▶ **What to do**
Starting with the line that contains "Indicate the standing", repeat exactly every line through the last one in the records below, and leave out the pictures.

[Region pointing data]
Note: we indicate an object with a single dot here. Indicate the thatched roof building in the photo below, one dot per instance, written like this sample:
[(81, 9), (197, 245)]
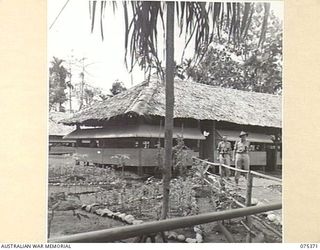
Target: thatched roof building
[(56, 128), (192, 100)]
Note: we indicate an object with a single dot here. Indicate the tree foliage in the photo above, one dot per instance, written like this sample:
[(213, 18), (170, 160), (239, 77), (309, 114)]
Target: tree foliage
[(200, 22), (57, 83), (246, 66)]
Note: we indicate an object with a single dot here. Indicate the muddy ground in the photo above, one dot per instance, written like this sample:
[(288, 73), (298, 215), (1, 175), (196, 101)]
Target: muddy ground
[(73, 186)]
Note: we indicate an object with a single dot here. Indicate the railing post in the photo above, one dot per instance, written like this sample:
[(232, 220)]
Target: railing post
[(248, 202)]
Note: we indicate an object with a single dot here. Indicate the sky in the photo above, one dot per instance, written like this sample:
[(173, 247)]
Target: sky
[(70, 36)]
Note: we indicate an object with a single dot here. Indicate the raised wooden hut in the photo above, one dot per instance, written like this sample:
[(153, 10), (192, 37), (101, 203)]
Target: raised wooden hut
[(58, 144), (131, 123)]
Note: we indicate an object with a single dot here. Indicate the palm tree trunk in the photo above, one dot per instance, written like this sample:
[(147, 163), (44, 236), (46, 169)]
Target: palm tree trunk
[(169, 78)]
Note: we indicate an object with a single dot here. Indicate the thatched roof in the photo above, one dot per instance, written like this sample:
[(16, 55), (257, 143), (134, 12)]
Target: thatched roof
[(192, 100), (56, 128)]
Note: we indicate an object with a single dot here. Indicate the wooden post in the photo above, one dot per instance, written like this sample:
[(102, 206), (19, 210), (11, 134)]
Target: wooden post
[(169, 124), (140, 167), (248, 202)]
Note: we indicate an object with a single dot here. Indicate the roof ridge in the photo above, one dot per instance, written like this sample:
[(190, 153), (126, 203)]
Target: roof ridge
[(140, 104)]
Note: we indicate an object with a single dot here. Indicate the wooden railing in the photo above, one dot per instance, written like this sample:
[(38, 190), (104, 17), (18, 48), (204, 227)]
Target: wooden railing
[(120, 233), (249, 185)]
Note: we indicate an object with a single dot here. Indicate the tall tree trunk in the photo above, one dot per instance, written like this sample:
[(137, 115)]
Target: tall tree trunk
[(169, 78)]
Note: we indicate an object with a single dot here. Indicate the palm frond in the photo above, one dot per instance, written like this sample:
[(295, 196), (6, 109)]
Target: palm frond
[(197, 21)]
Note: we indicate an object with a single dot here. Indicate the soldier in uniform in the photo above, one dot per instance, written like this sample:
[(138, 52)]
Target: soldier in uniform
[(224, 151), (241, 154)]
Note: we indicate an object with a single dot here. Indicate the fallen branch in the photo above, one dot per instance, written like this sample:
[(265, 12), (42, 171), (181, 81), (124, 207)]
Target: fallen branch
[(248, 229)]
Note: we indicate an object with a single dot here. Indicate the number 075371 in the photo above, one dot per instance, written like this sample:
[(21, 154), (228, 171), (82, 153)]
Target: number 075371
[(308, 246)]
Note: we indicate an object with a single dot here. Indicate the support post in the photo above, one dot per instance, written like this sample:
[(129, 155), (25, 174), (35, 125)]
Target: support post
[(140, 167), (248, 203)]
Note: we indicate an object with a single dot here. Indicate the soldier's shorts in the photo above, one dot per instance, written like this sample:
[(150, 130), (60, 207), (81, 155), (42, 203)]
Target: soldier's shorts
[(242, 161), (224, 159)]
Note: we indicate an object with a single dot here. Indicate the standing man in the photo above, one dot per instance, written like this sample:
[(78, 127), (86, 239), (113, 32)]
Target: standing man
[(241, 154), (224, 150)]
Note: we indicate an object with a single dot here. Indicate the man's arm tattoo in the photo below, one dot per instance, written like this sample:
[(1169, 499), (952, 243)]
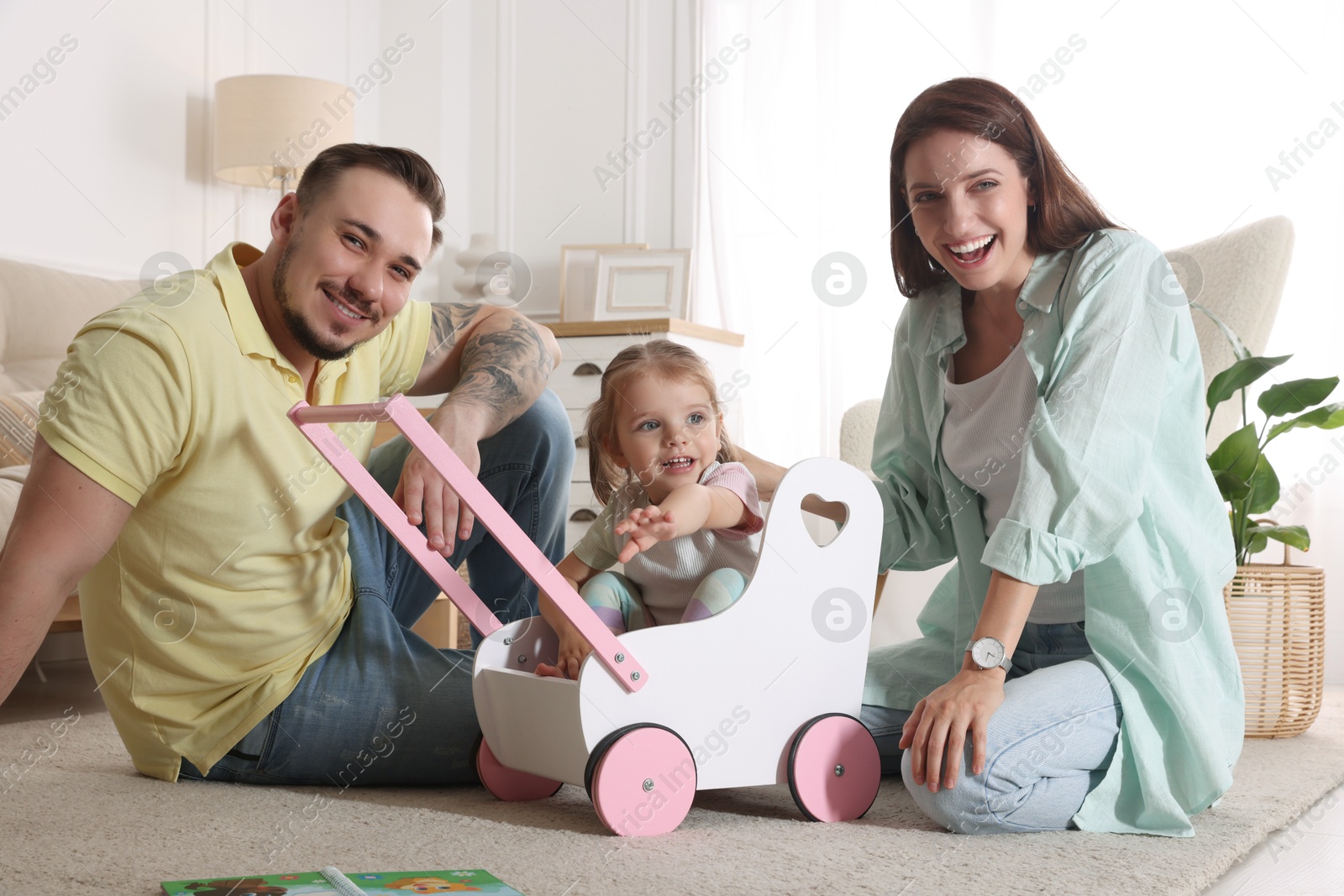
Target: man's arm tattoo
[(504, 369), (447, 322)]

▶ **Task response**
Note: we indicate an object with a single dot here. Indicate the standing man in the photo above, one dot per instance, written like this sample:
[(78, 127), (86, 239), (113, 32)]
Target: standing man
[(241, 154), (224, 150)]
Note: we indicate an object with a single dot here. Indicate the man's arm tattoo in the photo below, one dot per instance, written like this sample:
[(1169, 499), (952, 243)]
Target: man's arm tattoo
[(504, 369), (447, 322)]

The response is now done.